**Text extract**
begin

[
https://issues.apache.org/jira/browse/HADOOP-3522?page=com.atlassian.jira.plugin.system.issuetabpanels:all-tabpanel
]
Owen O'Malley resolved HADOOP-3522.
-----------------------------------
Resolution: Won't Fix
This is working as designed.
1. Return a new object each time for next(). This might have significant
overhead.
2. Return a new object for unknown object types and reuse the same object
for known types (like Text). Remove "if (this==anObject) return true;" check
from all equals() methods for known objects.
3. Document clearly that all user-defined classes must implement an equals()
method, which doesn't do the "if (this==anObject) return true;" check (ie. push
the problem to the user).
Description
Problem
The ValuesIterator.next() doesn't return a new object representing the next
element. It is expected that this is the case. Example from java.lang.String
source code:
public boolean equals(Object anObject) {
if (this == anObject) {
return true;
}
if (anObject instanceof String) {
// custom code here
}
}
Changing the private fields of the object and returning it from next() will
make this object fail the equals() test, because this==anObject will always be
true.
What is affected
The reduce() method presents (a subclass of) ValuesIterator to the user. So
every user-defined class can be affected. Manifestations of this bug in 0.17.0:
* The Text class checks for equality similarly to String.equals(), which is
shown above.

end

**Dataset excerpts**
begin

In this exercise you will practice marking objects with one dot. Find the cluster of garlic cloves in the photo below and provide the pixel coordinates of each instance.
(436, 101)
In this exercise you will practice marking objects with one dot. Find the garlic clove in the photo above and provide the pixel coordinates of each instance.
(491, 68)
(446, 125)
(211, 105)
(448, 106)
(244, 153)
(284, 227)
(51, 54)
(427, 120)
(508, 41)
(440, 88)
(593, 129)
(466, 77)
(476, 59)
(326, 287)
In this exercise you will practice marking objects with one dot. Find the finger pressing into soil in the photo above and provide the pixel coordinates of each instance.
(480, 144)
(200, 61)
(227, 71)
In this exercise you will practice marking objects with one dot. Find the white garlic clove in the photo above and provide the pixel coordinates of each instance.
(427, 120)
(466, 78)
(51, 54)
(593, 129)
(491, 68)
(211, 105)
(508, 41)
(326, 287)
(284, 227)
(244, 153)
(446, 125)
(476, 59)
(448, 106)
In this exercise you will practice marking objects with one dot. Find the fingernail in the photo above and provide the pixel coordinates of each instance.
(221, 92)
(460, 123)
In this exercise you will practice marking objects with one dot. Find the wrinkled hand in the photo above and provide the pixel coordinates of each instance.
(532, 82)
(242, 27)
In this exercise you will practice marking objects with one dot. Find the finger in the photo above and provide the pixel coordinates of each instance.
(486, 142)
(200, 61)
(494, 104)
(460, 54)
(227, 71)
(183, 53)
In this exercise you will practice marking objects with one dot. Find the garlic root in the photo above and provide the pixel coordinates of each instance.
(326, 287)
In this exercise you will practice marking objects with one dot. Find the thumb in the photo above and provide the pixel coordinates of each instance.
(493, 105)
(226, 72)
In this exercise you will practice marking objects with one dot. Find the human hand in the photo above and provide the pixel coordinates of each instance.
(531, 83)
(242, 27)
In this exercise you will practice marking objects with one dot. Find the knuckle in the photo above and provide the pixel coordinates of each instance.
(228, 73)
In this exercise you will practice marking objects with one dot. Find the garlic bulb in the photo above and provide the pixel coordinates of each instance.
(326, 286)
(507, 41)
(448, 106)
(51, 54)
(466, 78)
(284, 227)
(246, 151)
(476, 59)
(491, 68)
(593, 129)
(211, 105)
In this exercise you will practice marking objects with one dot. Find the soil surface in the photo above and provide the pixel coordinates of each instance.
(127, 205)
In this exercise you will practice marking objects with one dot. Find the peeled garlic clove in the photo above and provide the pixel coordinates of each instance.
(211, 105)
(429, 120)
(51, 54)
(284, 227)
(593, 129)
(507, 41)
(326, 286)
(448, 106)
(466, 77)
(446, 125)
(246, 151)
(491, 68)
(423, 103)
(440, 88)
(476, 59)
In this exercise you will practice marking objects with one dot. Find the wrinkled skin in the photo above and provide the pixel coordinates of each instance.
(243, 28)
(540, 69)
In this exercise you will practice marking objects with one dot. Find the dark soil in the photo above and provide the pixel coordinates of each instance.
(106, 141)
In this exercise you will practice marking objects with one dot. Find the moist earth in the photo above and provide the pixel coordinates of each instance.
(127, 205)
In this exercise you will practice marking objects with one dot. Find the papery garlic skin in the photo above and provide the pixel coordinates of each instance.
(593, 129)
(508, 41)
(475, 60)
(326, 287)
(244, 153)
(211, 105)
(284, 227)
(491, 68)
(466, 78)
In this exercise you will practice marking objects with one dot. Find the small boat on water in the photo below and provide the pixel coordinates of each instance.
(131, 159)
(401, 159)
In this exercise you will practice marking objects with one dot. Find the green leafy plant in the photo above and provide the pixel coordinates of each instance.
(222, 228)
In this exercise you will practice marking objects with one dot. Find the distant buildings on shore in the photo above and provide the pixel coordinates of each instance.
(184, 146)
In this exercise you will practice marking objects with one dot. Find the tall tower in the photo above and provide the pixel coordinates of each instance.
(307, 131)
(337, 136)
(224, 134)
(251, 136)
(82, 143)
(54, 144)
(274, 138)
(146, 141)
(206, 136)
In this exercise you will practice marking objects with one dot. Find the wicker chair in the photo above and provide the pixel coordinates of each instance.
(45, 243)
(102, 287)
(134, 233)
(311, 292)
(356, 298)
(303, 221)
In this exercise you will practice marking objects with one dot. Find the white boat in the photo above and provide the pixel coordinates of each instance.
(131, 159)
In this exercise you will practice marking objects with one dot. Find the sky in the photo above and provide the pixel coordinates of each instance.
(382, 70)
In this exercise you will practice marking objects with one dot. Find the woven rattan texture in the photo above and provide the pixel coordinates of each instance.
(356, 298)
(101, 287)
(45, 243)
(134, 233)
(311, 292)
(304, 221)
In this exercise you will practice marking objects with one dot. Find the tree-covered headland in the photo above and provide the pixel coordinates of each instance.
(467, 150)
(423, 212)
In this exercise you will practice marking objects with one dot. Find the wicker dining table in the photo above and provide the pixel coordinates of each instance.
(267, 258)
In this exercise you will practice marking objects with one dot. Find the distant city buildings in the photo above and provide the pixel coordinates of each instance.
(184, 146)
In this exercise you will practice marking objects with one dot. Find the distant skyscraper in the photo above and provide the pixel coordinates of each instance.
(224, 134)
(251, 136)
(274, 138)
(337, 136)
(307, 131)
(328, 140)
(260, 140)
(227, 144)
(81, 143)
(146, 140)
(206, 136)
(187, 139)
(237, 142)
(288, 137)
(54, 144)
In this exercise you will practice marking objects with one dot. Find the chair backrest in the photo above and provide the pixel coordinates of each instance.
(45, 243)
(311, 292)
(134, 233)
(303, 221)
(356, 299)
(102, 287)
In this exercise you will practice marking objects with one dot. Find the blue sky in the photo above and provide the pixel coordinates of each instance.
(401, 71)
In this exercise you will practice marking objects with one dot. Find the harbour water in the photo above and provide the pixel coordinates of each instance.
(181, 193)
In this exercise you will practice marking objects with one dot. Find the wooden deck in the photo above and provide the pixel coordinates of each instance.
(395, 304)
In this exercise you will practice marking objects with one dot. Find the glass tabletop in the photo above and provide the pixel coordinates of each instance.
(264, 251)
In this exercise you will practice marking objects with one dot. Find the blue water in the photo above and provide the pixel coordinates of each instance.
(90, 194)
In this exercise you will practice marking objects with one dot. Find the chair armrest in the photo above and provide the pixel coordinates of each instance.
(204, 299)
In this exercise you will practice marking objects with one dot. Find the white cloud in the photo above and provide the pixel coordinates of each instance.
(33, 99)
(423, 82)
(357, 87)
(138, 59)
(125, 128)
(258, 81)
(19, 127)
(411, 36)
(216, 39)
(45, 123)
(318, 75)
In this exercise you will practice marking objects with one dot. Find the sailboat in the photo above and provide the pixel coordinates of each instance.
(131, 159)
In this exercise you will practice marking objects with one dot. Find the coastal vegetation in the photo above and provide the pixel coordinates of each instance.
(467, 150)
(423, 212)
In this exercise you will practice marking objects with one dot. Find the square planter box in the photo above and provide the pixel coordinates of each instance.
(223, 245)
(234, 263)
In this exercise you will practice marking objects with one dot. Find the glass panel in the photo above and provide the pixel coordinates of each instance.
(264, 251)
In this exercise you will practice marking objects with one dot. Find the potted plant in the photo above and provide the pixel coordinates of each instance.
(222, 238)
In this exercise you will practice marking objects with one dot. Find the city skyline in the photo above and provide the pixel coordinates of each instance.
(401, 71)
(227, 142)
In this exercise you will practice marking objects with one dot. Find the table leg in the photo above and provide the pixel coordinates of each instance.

end

**Required work**
(A) From the HADOOP-3522 issue, quote everything from "1. Return a" down to "to the user).".
(B) What resolution does the HADOOP-3522 issue record?
(C) List every method the HADOOP-3522 issue names with trailing parentheses.

**Worked solutions**
(A)
1. Return a new object each time for next(). This might have significant
overhead.
2. Return a new object for unknown object types and reuse the same object
for known types (like Text). Remove "if (this==anObject) return true;" check
from all equals() methods for known objects.
3. Document clearly that all user-defined classes must implement an equals()
method, which doesn't do the "if (this==anObject) return true;" check (ie. push
the problem to the user).

(B) Won't Fix

(C) next(), equals(), reduce()